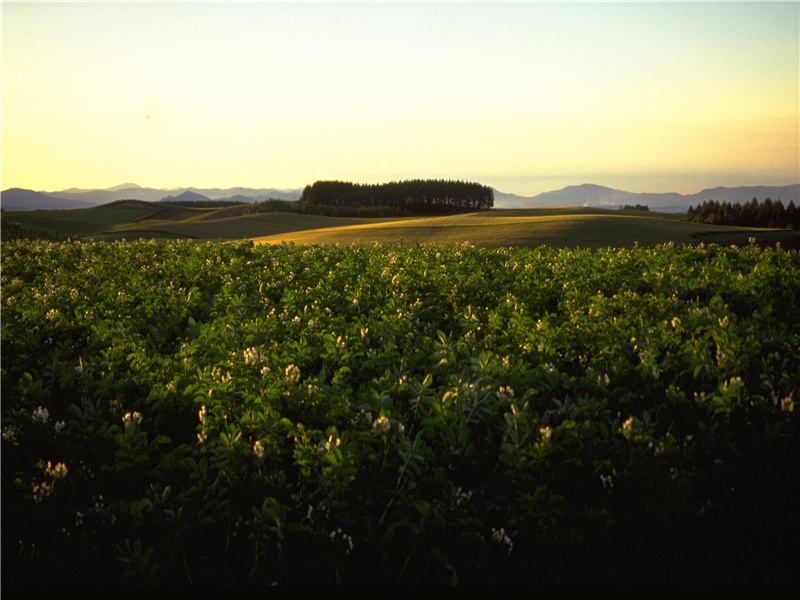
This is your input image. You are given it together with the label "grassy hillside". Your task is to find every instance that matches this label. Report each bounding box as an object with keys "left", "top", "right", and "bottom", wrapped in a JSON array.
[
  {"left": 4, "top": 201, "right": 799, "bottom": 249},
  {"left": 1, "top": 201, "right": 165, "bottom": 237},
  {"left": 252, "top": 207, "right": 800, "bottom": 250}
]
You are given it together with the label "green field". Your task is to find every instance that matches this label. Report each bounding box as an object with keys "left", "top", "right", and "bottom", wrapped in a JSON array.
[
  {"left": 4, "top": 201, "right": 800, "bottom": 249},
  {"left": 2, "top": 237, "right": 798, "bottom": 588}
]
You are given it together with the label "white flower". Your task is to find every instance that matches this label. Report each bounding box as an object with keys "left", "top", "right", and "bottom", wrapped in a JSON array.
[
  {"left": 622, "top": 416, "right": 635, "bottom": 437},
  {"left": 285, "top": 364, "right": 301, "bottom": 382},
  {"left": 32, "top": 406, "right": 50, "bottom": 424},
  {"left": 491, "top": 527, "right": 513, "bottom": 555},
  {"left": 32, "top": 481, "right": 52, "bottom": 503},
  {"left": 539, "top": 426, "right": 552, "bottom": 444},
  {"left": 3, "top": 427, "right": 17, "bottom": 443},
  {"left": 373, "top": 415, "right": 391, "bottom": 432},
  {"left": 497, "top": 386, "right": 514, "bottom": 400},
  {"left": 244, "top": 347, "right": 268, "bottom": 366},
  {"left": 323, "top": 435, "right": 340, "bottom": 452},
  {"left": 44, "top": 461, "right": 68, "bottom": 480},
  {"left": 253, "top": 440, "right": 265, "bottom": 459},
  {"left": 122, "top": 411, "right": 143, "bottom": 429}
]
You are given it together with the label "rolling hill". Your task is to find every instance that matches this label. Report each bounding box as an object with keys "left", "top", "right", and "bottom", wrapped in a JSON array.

ASSIGNED TASK -> Write out every line of the entries above exactly, and omit their pictures.

FINAL ANSWER ->
This is your input image. You are given it together with the label "grassy hillside". Your task is to find every instance that matches this label. Report each bounding box as an object with keys "left", "top", "right", and "bottom", wrapped in a JSON array.
[
  {"left": 4, "top": 201, "right": 799, "bottom": 249},
  {"left": 1, "top": 201, "right": 165, "bottom": 237},
  {"left": 252, "top": 207, "right": 800, "bottom": 250}
]
You are given it together with the label "green field". Your task is to find every instance that matches this label. Report each bounding box as an object with keys "left", "top", "right", and "bottom", wrapped in a JSON array.
[
  {"left": 4, "top": 201, "right": 800, "bottom": 249},
  {"left": 2, "top": 237, "right": 798, "bottom": 588}
]
You are given it together with the label "white flower". Your task is to find every instance that matches this label. Report each bounding box as an object with keys "left", "top", "right", and "bottom", wrapped in a JSON array.
[
  {"left": 622, "top": 416, "right": 635, "bottom": 437},
  {"left": 285, "top": 364, "right": 301, "bottom": 382},
  {"left": 32, "top": 406, "right": 50, "bottom": 424},
  {"left": 491, "top": 527, "right": 513, "bottom": 555},
  {"left": 32, "top": 481, "right": 52, "bottom": 503},
  {"left": 539, "top": 426, "right": 552, "bottom": 444},
  {"left": 3, "top": 427, "right": 17, "bottom": 443},
  {"left": 373, "top": 415, "right": 391, "bottom": 432},
  {"left": 497, "top": 386, "right": 514, "bottom": 400},
  {"left": 244, "top": 347, "right": 268, "bottom": 366},
  {"left": 323, "top": 435, "right": 340, "bottom": 452},
  {"left": 44, "top": 461, "right": 68, "bottom": 480},
  {"left": 253, "top": 440, "right": 265, "bottom": 459},
  {"left": 122, "top": 411, "right": 143, "bottom": 429}
]
You are given it together with the label "rolling hill". Your task is to find every instance that matches this label. Report each bounding box as an object with keys "left", "top", "right", and "bottom", wrapped in a JSON array.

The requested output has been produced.